Repeat the records below word for word, keeping every line in its original order.
— Begin SUPPLIED ENTRIES —
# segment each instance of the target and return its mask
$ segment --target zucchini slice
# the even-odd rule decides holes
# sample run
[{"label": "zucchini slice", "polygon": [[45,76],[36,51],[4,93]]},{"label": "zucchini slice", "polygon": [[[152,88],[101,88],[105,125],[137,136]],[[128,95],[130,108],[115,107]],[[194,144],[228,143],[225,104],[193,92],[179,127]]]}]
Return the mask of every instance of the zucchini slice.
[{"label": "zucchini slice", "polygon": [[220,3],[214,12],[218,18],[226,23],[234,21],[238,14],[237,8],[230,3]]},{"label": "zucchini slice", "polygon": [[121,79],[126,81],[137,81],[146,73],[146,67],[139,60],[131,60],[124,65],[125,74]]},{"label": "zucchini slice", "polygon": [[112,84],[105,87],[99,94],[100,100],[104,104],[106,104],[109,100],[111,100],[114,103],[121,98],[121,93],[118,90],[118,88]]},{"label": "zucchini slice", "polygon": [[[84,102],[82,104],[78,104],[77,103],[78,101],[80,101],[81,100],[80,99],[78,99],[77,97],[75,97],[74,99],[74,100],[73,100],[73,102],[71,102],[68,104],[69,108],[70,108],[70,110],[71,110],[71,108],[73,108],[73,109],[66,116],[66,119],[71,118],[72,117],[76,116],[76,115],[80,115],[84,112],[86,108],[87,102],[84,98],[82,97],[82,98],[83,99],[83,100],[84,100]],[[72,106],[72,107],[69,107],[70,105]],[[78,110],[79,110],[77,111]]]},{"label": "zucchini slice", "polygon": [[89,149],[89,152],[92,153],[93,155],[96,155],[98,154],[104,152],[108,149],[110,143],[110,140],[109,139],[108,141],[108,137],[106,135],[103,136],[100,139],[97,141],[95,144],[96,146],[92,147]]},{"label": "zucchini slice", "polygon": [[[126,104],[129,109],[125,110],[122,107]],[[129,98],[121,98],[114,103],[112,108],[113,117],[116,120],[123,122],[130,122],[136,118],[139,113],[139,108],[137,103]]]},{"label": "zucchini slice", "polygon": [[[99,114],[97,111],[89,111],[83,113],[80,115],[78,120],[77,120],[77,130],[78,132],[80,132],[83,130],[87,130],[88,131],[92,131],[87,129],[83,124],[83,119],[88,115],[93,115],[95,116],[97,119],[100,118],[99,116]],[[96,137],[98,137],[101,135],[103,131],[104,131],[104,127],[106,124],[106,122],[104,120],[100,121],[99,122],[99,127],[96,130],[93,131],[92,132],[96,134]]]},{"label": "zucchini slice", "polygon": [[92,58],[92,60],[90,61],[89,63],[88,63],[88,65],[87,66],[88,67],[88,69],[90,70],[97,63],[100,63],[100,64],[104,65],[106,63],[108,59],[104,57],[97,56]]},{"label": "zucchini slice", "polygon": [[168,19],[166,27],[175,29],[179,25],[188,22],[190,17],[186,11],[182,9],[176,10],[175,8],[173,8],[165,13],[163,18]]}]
— End SUPPLIED ENTRIES —
- **REPLY TO THE TASK**:
# segment each instance of the target and return its mask
$ segment --target zucchini slice
# the even-odd rule decides holes
# sample run
[{"label": "zucchini slice", "polygon": [[45,76],[36,51],[4,93]]},{"label": "zucchini slice", "polygon": [[[152,88],[101,88],[105,125],[137,136]],[[128,95],[130,108],[115,107]],[[194,144],[228,143],[225,104],[193,92],[179,127]]]}]
Return the mask of every instance of the zucchini slice.
[{"label": "zucchini slice", "polygon": [[220,3],[214,12],[218,18],[226,23],[234,21],[238,14],[237,8],[230,3]]},{"label": "zucchini slice", "polygon": [[121,79],[126,81],[137,81],[146,73],[146,67],[139,60],[131,60],[124,65],[125,74]]},{"label": "zucchini slice", "polygon": [[112,84],[105,87],[99,94],[100,100],[104,104],[106,104],[109,100],[111,100],[114,103],[121,98],[121,93],[118,90],[118,88]]},{"label": "zucchini slice", "polygon": [[[84,102],[82,104],[78,104],[77,103],[78,101],[80,101],[81,100],[80,99],[78,99],[77,97],[75,97],[74,99],[74,100],[73,100],[73,102],[71,102],[68,104],[69,108],[70,108],[70,110],[71,110],[71,108],[73,108],[73,109],[66,116],[66,119],[71,118],[72,117],[76,116],[76,115],[80,115],[84,112],[86,108],[87,102],[84,98],[82,97],[82,98],[83,99],[83,100],[84,100]],[[72,106],[72,107],[69,107],[70,105]],[[78,110],[79,110],[77,111]]]},{"label": "zucchini slice", "polygon": [[89,149],[89,152],[92,153],[93,155],[96,155],[98,154],[104,152],[108,149],[110,143],[110,140],[109,139],[108,141],[108,137],[106,135],[103,136],[100,139],[97,141],[95,144],[96,146],[92,147]]},{"label": "zucchini slice", "polygon": [[[126,104],[129,109],[125,110],[122,107]],[[129,98],[121,98],[114,103],[112,108],[113,117],[116,120],[123,122],[130,122],[136,118],[139,113],[139,108],[137,103]]]},{"label": "zucchini slice", "polygon": [[[99,114],[97,111],[89,111],[83,113],[80,115],[78,120],[77,120],[77,130],[78,132],[80,132],[83,130],[87,130],[88,131],[92,131],[87,129],[83,124],[83,119],[88,115],[93,115],[95,116],[97,119],[100,118],[99,116]],[[96,137],[98,137],[101,135],[103,131],[104,131],[104,127],[106,124],[106,122],[104,120],[100,121],[99,122],[99,127],[96,130],[93,131],[92,132],[96,134]]]},{"label": "zucchini slice", "polygon": [[92,58],[92,60],[90,61],[89,63],[88,63],[88,65],[87,66],[88,67],[88,69],[90,70],[97,63],[100,63],[100,64],[104,65],[106,63],[108,59],[104,57],[97,56]]},{"label": "zucchini slice", "polygon": [[168,19],[166,27],[175,29],[179,25],[188,22],[190,17],[186,11],[182,9],[176,10],[175,8],[173,8],[165,13],[163,18]]}]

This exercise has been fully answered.